Stored entries
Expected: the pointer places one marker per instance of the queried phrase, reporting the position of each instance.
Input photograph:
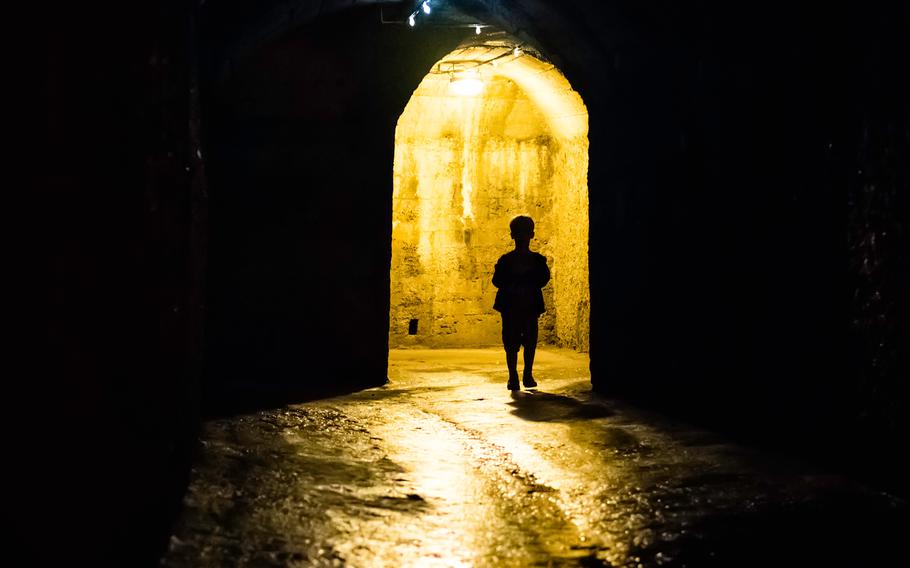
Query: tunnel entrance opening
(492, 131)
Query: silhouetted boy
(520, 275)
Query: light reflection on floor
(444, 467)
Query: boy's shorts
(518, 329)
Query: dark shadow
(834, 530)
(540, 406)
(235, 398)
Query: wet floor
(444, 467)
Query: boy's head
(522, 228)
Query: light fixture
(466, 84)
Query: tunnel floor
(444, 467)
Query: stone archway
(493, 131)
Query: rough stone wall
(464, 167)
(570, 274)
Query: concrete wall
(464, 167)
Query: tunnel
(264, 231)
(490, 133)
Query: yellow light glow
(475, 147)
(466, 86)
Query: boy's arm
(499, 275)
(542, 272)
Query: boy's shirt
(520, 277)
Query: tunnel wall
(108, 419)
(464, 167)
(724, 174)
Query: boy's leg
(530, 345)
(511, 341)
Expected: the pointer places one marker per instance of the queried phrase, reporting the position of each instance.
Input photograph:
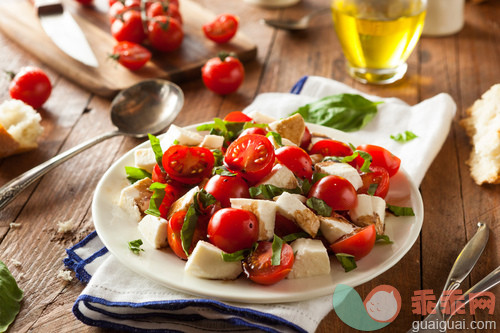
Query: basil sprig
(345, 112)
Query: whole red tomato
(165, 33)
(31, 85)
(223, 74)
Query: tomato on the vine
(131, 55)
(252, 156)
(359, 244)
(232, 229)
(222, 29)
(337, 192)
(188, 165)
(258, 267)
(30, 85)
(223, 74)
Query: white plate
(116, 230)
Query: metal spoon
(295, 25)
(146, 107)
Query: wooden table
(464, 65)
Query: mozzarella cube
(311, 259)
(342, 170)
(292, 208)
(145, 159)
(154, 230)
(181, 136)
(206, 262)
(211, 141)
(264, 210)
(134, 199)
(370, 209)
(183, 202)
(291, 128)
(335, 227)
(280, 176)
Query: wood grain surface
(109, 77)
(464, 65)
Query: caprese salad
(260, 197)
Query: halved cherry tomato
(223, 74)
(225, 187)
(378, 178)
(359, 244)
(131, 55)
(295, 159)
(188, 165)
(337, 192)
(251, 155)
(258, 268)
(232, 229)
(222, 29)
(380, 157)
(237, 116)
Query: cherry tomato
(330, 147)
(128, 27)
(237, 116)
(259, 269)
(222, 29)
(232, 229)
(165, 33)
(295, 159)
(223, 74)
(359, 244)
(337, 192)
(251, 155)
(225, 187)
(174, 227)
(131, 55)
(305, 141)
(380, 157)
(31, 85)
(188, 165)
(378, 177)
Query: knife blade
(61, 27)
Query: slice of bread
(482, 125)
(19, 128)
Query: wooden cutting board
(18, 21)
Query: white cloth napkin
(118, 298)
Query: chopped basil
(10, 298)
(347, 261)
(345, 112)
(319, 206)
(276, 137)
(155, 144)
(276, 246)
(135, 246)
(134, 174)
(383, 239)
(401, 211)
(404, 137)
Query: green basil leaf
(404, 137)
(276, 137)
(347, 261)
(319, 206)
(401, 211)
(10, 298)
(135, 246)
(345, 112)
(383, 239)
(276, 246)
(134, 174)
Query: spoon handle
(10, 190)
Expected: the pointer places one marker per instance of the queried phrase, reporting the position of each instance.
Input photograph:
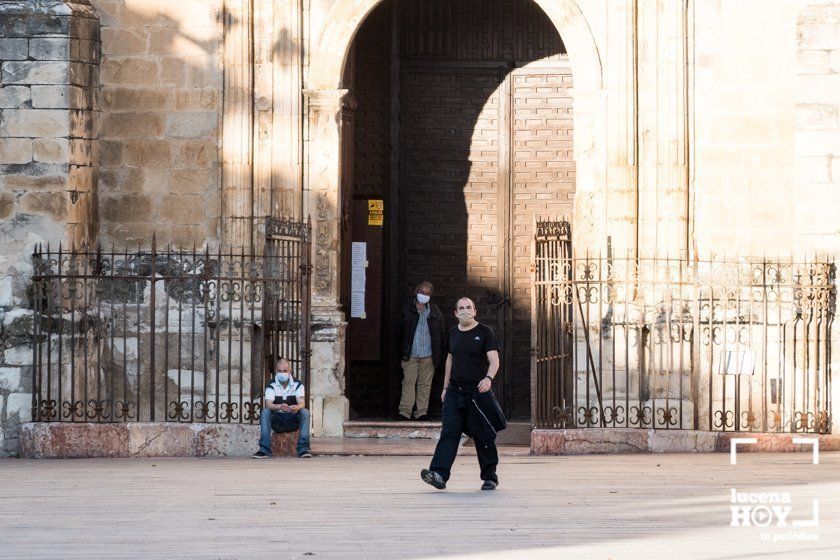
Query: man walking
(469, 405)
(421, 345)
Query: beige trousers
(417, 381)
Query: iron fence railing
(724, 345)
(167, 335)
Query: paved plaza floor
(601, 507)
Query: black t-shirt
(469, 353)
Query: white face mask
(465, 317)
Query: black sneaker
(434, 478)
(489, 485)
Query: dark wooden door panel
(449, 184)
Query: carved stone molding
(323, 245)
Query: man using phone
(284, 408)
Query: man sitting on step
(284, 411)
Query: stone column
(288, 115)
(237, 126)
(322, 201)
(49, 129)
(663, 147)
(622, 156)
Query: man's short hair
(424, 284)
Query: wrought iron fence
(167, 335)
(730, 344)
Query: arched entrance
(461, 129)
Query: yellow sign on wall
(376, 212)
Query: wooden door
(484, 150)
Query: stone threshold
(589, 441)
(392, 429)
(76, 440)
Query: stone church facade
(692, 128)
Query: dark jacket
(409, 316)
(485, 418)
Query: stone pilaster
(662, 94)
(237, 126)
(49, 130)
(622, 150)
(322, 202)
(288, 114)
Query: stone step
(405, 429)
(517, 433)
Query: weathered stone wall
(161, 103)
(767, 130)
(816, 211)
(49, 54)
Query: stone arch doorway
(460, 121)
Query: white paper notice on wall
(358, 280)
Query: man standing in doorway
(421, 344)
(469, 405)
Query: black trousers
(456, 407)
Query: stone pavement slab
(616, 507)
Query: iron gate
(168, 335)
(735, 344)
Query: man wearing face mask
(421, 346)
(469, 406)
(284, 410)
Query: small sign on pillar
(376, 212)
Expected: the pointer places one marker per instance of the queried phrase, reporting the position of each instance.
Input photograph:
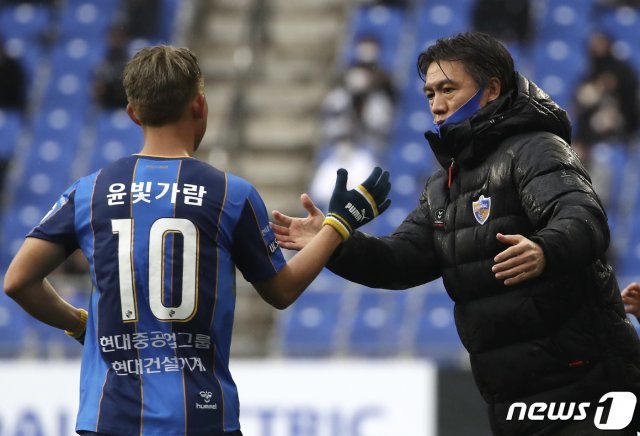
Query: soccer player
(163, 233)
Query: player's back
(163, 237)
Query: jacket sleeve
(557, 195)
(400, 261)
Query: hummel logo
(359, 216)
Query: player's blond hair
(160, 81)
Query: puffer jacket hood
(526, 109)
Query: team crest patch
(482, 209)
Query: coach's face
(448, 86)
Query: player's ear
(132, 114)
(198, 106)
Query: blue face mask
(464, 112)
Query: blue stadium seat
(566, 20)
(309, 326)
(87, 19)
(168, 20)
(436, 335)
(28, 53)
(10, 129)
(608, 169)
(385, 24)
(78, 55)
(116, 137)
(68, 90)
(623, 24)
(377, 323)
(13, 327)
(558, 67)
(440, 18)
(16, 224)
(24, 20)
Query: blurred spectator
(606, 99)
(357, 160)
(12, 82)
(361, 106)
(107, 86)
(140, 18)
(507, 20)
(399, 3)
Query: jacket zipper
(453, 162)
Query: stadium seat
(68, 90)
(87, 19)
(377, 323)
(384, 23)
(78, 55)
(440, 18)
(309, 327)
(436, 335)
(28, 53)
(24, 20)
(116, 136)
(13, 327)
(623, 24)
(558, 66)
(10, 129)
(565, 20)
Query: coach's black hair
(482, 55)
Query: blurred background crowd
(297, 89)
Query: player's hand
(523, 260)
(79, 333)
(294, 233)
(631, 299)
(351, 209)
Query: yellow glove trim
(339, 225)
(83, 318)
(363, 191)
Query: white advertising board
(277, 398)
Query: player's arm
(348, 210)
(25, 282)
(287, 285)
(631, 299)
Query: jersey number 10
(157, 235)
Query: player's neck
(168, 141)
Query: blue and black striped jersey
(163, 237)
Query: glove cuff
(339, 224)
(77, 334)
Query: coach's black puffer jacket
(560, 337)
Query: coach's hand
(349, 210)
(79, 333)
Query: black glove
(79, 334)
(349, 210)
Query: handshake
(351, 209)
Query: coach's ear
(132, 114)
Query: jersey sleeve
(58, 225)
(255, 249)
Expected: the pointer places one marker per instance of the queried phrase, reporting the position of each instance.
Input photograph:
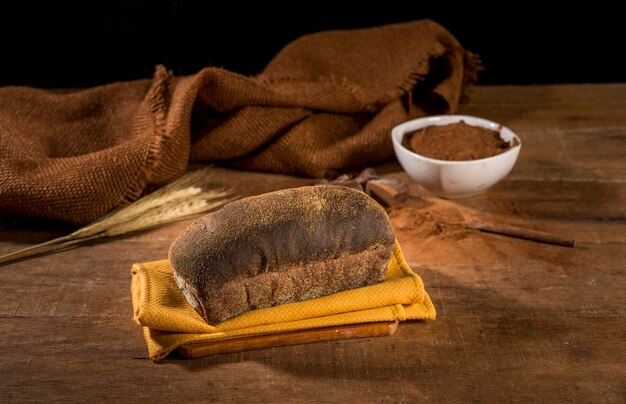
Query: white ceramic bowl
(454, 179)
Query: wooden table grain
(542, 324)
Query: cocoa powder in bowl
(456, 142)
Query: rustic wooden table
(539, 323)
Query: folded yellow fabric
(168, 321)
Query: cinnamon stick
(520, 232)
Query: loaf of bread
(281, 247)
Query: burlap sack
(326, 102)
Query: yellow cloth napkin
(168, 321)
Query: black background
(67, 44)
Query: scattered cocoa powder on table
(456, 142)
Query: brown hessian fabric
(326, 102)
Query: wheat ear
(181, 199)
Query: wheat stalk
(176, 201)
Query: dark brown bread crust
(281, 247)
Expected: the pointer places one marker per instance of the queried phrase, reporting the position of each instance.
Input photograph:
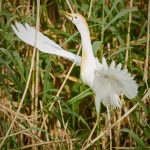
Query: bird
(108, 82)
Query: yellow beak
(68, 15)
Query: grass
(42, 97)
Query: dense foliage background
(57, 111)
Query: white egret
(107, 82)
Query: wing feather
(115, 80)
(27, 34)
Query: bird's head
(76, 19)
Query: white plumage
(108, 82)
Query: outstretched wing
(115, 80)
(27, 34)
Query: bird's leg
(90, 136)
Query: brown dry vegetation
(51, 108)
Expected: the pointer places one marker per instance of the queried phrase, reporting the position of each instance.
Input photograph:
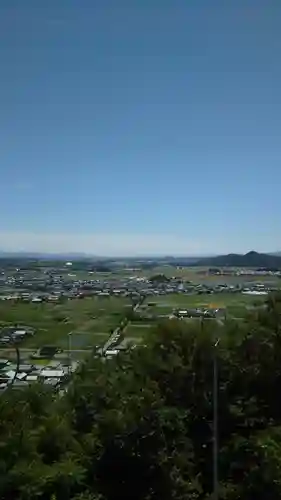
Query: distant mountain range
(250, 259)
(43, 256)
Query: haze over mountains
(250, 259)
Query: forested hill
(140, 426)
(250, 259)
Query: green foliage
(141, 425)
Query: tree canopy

## What is required:
Every line from the one containing "Query: forested hill" through the end of the data must be repeated exactly, and no other line.

## Answer to this exercise:
Query: forested hill
(140, 426)
(250, 259)
Query: green foliage
(141, 425)
Query: tree canopy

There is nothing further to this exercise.